_WRITTEN PROBLEM 1_.
Reproduce the passage on the Levy Commission report verbatim, from "The Commission’s brief" to "into neo-conservative hawk.".

Reading the report of the Levy Commission, appointed by the Israeli government to study legal aspects of Jewish settlement construction on the West Bank, is bound to give the vast majority of international lawyers a rather uncanny feeling. The report announced decisively pro-settlement conclusions in relation to both Israeli domestic and international law. These conclusions have by now been exhaustively analyzed in the press, with its international law dimensions ably dissected by writers such as professors David Kretzmer and Aeyal Gross. In the following paragraphs, therefore, I will refrain from giving an overall analysis, and will focus only on those aspects that set it in the context of legal history. The Commission’s report operates in something of a parallel legal-historical universe, one in which legal evolution stopped sometime in the 1920s and in which the majority of international lawyers writing after that era simply do not exist.
The Commission’s brief international law analysis consists of an amalgam of a small number of articles written by firm advocates of the pro-settlement position in the decade or so after the 1967 war. It particularly draws on arguments first made by Yehuda Blum, an Israeli legal academic and ambassador to the UN under the first Likud government, and the late Eugene Rostow, an American legal academic and government official, whose writings on Israel coincided with his transformation from liberal Cold Warrior into neo-conservative hawk.

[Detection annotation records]
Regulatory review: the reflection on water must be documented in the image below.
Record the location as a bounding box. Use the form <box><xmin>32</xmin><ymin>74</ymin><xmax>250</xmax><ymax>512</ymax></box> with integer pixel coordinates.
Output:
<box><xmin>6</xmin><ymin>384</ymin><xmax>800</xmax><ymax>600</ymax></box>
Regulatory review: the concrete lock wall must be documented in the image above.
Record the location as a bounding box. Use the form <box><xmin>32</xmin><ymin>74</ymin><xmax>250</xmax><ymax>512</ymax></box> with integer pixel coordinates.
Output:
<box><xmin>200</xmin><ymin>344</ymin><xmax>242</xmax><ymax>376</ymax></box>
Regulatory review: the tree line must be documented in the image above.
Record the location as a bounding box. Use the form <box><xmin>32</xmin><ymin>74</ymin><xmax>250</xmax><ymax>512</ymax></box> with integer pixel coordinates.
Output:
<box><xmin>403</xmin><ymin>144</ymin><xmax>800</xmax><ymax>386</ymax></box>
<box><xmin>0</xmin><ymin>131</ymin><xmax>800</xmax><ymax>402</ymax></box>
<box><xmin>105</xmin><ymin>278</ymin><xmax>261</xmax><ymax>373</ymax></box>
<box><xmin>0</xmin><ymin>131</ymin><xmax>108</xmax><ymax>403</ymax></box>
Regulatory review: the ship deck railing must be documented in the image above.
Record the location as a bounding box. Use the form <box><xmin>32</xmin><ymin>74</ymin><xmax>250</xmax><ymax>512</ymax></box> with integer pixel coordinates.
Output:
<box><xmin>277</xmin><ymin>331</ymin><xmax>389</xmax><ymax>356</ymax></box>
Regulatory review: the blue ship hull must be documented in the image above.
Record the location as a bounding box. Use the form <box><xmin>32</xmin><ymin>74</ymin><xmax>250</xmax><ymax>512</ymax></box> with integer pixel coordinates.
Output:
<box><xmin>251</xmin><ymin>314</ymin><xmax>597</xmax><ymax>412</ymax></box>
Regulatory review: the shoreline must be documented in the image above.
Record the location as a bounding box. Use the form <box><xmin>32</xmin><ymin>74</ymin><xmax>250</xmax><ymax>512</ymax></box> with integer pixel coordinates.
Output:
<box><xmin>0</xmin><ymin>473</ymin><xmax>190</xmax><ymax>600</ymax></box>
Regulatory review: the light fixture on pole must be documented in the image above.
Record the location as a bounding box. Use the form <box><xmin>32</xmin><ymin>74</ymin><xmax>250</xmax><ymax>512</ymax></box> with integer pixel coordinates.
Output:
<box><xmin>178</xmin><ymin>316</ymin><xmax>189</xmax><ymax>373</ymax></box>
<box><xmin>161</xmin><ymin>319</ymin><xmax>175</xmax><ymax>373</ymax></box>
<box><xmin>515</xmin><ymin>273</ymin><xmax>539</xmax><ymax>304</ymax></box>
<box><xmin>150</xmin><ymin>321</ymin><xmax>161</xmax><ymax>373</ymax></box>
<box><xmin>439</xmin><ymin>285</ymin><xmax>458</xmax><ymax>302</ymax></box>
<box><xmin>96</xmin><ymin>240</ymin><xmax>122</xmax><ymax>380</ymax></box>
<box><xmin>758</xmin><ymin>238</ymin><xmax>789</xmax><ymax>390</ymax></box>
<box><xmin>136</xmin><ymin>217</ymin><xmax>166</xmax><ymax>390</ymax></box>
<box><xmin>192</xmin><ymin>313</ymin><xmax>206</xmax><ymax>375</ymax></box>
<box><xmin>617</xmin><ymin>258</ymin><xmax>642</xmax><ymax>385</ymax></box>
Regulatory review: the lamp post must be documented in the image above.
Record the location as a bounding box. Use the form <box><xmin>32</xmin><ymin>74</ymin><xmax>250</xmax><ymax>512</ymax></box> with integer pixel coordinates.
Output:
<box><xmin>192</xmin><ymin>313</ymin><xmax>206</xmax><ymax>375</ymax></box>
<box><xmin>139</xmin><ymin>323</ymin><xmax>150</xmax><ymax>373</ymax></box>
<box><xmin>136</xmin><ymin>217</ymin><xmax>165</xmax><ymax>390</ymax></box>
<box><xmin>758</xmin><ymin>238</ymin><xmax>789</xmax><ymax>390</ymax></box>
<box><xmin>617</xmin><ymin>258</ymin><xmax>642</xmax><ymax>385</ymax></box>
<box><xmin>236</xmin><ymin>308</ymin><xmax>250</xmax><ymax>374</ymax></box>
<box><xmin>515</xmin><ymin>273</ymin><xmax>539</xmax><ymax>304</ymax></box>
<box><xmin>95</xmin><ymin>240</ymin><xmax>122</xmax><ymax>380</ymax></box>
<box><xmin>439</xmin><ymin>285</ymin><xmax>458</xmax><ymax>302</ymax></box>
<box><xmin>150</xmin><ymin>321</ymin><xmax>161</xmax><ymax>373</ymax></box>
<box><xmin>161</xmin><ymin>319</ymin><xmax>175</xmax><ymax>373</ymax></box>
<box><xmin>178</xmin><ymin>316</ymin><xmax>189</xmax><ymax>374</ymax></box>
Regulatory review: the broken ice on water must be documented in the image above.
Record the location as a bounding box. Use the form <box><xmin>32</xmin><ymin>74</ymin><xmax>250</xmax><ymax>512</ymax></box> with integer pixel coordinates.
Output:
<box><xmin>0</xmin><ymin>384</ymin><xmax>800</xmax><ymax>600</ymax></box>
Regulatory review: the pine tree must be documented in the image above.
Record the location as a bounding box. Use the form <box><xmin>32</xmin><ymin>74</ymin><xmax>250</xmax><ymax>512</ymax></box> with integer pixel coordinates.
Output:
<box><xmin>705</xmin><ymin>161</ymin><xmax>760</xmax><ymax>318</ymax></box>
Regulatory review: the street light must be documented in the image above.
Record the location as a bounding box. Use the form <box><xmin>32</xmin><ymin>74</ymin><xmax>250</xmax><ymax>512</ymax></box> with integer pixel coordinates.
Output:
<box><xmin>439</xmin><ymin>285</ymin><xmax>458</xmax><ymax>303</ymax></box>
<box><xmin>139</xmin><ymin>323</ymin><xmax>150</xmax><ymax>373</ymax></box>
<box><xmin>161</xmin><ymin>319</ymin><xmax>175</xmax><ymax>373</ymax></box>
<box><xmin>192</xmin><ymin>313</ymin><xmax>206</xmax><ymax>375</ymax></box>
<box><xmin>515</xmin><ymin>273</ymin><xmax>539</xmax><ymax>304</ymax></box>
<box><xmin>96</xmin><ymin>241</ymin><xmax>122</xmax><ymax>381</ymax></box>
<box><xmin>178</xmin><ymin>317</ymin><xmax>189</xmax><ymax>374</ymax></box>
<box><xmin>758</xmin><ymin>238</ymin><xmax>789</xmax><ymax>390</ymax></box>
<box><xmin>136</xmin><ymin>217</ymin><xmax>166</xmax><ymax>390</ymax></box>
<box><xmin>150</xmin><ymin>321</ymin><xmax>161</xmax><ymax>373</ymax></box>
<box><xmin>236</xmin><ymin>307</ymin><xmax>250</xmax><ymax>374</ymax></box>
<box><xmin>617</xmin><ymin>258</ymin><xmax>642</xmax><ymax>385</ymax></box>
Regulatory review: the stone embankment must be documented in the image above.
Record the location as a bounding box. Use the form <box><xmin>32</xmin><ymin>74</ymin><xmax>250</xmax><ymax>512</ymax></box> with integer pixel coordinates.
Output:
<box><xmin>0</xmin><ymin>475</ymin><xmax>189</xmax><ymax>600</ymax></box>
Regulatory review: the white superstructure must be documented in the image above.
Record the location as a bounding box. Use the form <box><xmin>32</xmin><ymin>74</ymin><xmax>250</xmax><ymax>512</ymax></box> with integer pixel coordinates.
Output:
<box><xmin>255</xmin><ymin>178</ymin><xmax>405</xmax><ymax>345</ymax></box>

_WRITTEN PROBLEM 2_.
Return each line of the rows above that contains the string "light", treating uppercase and lowercase as distinct.

_EXERCISE RESPONSE 1_.
The Commission’s brief international law analysis consists of an amalgam of a small number of articles written by firm advocates of the pro-settlement position in the decade or so after the 1967 war. It particularly draws on arguments first made by Yehuda Blum, an Israeli legal academic and ambassador to the UN under the first Likud government, and the late Eugene Rostow, an American legal academic and government official, whose writings on Israel coincided with his transformation from liberal Cold Warrior into neo-conservative hawk.

_EXERCISE RESPONSE 2_.
Regulatory review: the light fixture on pole must be documented in the image above.
Regulatory review: the street light must be documented in the image above.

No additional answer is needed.